*TEXT EXTRACT:*
....

In other words, if the manufacturer is going to be able to sell his products, the people gotta have money to pay for the products. All those people have been put out of work by the machines the manufacturer is using. Therefore, the people have got to be paid by the government--CREDIT of some kind, so they can buy what the machines produces--then the thing will go on.

So this means that thousands and thousands of people are going to be loafing around, with nothing at all to do. A few people who are maniacs for work will go on...

Leary: I think what you're defining, Alan, is...

Watts: But that's the kind of situation we're moving into. IF we survive at all.

Leary: Well, there's another possibility. And, I think you're defining two possible new species. Let's face it, the evolution of mankind is not over.

Watts: No!

Leary: Just as there are many kinds of primates: baboons and chimpanzees and so forth. In a few thousand years we'll look back and see that from--what we call man--there may be two or more species developing.

There's no question that one species, which could and probably will develop, is this anthill. ItŐs run like a beehive with queens--or kings--(laughs) and it'll all be television and now, of course, in that, sexuality will become very promiscuous and almost impersonal. Because, in an anthill, it always turns out that way.

BUT you're gonna have another species who will inevitably survive, and that will be the tribal people, who don't have to worry about leisure because when you drop out then the real playwork begins. Because then you have to, as Gary says, learn how to take care of yourself and your loved ones on this...

Snyder: I don't think that you're right about that anthill thing at all though. That's a very negative view of human nature. I don't think it's accurate.

Leary: It's no longer even human nature. We won't call them human anymore. These people


Snyder: C'mon, Tim, they're humans and they're gonna be here. You're talking a drama here. You're talking about--you know--anthropological realities. The anthropological reality is that human beings, in their nature, want to be in touch with what is real in themselves and in the universe.

For example, the longshoremen with their automation contract in San Francisco...a certain number of them have been laid off for the rest of their lives with full pay, and some of them have been laid off already for five years--with full pay--by their contract.

Now, my brother-in-law is a longshoreman, and he's been telling me about what's happening to these guys. Most of them are pretty illiterate, a large portion of them are Negroes. The first thing they all did was get boats and drive around San Francisco Bay...because they have all this leisure.

....

*EXCERPTED RECORDS:*
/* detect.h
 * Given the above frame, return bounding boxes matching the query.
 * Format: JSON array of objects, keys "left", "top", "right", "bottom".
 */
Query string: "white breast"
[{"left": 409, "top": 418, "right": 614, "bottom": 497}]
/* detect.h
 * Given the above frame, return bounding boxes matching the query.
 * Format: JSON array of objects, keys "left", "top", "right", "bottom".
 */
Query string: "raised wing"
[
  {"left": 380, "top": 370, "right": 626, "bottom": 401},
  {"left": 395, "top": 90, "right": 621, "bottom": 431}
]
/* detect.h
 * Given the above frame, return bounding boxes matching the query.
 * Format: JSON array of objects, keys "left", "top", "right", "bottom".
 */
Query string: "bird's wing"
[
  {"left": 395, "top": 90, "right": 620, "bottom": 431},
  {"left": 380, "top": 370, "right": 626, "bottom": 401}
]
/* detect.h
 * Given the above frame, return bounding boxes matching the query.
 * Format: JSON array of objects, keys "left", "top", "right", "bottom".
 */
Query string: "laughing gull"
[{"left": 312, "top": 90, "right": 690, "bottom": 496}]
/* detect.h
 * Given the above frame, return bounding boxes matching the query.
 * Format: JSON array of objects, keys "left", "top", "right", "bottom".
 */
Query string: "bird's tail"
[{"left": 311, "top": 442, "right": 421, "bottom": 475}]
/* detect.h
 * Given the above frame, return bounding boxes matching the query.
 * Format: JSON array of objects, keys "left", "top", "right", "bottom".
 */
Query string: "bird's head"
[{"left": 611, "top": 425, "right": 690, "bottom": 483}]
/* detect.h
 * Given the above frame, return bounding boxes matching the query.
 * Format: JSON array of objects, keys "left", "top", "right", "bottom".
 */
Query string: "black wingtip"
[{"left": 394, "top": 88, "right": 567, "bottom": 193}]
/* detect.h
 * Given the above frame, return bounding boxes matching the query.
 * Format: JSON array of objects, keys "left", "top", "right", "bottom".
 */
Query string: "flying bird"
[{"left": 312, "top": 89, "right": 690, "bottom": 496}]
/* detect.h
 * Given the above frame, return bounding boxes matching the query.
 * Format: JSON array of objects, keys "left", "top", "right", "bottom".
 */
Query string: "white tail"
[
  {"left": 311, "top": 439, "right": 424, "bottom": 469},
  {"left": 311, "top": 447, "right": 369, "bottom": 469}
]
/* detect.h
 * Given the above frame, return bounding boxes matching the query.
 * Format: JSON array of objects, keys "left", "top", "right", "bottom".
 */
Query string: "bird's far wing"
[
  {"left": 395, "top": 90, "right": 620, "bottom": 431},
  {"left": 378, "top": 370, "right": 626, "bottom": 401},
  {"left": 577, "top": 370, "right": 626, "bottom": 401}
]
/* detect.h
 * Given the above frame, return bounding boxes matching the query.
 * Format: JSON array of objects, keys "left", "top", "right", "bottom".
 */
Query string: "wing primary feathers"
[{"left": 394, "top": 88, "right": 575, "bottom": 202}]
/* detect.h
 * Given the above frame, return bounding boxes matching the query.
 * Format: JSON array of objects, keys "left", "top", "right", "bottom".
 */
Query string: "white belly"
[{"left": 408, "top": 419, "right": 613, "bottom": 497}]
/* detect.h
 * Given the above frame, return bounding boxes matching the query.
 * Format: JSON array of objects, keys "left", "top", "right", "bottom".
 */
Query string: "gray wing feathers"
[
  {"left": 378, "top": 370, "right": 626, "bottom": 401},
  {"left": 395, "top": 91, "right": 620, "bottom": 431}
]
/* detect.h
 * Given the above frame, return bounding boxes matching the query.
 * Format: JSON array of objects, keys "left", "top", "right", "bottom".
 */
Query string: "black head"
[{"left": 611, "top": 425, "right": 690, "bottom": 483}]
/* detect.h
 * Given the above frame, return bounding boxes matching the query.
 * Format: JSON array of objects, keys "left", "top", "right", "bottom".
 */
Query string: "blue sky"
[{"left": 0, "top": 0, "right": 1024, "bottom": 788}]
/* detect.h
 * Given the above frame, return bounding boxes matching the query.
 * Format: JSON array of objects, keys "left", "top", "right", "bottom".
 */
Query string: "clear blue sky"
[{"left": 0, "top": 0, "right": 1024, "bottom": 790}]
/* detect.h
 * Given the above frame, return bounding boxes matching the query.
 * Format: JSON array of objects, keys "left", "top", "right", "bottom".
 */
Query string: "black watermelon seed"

....

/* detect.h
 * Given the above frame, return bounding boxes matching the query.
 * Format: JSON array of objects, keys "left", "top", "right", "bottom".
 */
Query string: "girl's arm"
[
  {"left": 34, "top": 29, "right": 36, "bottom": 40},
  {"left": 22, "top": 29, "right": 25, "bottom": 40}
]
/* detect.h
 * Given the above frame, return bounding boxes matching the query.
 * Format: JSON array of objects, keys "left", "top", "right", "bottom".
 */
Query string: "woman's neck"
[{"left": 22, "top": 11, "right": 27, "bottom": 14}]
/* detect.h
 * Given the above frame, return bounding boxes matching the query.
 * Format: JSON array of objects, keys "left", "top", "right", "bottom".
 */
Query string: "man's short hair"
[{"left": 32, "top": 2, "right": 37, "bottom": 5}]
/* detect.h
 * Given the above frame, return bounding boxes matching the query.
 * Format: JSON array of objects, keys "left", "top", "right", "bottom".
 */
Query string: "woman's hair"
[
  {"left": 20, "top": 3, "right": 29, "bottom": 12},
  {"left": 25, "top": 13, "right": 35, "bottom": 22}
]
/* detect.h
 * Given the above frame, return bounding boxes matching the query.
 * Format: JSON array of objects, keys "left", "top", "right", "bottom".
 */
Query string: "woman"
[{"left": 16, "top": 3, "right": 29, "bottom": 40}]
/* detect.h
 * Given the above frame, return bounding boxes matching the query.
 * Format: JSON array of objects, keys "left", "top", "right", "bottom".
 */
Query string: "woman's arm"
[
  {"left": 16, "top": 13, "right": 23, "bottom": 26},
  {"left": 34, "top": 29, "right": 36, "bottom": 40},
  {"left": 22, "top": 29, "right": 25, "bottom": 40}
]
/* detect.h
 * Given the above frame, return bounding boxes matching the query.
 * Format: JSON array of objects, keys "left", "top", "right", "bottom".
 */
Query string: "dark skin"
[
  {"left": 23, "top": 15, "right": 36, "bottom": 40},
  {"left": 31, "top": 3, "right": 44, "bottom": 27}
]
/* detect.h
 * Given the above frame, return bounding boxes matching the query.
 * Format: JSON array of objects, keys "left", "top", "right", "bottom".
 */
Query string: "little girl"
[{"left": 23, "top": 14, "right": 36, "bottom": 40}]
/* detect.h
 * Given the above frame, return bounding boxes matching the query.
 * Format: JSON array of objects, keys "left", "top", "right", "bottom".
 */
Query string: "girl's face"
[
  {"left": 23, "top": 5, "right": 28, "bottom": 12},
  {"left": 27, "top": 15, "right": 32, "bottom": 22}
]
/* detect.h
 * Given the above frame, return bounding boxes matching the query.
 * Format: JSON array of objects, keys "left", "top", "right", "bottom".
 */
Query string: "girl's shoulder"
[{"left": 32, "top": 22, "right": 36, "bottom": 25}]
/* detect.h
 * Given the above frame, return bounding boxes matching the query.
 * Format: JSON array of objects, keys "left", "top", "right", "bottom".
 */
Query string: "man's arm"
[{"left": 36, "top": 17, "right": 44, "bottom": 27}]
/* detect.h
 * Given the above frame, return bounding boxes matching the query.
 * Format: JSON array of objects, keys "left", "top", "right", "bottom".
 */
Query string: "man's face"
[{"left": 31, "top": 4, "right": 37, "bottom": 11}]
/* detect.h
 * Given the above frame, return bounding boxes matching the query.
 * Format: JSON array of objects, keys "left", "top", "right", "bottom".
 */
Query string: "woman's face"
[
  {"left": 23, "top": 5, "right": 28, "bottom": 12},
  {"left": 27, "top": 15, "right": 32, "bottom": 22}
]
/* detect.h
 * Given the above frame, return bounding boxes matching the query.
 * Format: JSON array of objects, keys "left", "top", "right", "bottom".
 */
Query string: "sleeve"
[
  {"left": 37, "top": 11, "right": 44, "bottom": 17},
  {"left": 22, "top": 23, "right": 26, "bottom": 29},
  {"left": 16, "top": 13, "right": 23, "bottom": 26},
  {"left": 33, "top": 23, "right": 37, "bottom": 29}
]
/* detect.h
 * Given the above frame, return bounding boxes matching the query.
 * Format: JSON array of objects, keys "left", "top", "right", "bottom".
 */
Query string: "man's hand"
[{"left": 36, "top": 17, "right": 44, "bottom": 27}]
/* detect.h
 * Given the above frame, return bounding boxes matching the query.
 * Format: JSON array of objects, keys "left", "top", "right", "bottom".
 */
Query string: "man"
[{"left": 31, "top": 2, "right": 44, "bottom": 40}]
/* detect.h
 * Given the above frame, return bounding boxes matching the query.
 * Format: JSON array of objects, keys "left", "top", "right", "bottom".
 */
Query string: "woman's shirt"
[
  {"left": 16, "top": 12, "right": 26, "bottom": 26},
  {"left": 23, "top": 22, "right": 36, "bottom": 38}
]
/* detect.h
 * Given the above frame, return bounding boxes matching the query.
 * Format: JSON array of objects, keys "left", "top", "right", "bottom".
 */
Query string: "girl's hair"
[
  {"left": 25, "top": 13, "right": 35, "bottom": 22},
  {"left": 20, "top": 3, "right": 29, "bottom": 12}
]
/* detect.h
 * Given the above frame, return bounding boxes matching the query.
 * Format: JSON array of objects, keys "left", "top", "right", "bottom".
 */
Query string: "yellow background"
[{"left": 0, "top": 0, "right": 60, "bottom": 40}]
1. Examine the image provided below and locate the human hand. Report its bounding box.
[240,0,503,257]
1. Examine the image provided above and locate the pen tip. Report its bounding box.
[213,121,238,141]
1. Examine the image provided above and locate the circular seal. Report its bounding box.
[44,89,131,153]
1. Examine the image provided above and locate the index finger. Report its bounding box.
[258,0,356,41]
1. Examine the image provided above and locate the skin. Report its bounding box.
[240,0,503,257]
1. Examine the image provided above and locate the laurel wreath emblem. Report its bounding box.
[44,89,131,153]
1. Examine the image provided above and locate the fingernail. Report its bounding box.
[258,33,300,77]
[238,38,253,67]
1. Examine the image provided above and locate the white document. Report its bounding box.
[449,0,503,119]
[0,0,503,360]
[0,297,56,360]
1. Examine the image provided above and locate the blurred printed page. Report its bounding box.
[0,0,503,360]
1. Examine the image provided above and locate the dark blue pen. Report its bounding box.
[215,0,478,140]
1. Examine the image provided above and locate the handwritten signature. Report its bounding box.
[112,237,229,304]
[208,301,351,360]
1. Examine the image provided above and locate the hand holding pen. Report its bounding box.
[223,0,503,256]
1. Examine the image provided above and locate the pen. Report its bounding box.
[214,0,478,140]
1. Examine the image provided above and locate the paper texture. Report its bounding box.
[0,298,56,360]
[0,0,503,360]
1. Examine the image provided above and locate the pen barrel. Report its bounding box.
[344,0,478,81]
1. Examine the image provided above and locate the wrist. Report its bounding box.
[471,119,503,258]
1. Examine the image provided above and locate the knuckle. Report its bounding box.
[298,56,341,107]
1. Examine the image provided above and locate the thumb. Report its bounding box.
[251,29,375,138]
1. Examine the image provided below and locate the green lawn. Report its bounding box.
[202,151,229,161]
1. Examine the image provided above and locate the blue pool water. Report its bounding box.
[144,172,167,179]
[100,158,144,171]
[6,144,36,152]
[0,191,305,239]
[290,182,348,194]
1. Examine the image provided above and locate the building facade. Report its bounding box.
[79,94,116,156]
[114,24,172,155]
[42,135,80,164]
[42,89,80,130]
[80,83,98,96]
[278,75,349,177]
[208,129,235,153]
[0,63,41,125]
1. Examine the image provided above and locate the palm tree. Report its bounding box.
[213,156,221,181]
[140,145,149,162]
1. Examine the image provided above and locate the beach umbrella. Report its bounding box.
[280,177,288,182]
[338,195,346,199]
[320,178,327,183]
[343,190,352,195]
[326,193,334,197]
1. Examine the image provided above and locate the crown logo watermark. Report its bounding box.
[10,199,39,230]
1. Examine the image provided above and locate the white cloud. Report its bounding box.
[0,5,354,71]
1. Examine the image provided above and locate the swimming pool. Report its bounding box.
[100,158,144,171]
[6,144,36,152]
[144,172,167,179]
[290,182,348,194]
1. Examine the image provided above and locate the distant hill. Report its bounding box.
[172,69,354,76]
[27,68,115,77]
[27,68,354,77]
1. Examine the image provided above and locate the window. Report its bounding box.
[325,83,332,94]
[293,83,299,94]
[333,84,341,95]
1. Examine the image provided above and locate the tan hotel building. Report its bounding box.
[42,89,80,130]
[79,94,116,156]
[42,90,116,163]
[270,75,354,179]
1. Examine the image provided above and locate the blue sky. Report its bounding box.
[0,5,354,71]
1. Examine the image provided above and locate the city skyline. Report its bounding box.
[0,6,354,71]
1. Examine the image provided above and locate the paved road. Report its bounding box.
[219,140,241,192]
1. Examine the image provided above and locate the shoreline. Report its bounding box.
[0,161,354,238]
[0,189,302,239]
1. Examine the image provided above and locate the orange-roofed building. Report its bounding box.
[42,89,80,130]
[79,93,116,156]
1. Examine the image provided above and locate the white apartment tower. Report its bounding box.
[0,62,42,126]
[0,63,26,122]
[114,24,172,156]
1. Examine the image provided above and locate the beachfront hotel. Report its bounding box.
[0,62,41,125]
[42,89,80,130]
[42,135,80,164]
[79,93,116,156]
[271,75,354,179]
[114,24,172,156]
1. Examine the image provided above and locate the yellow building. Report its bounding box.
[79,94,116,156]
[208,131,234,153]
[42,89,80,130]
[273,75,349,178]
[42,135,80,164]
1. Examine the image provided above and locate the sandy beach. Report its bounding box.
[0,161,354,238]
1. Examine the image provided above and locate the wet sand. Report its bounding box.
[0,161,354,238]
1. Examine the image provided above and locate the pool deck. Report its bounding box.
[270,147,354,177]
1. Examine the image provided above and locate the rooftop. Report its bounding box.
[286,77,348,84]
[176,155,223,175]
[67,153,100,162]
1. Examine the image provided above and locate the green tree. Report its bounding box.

....

*DIRECTION 1:* Reproduce word for word the passage of the conversation transcript from "For example, the" to "pay--by their contract.".
*DIRECTION 2:* Name every speaker whose lines are labeled in the conversation transcript.
The material comes from a source unrelated to the conversation transcript.

*WRITTEN ANSWER 1:*
For example, the longshoremen with their automation contract in San Francisco...a certain number of them have been laid off for the rest of their lives with full pay, and some of them have been laid off already for five years--with full pay--by their contract.

*WRITTEN ANSWER 2:* Leary, Watts, Snyder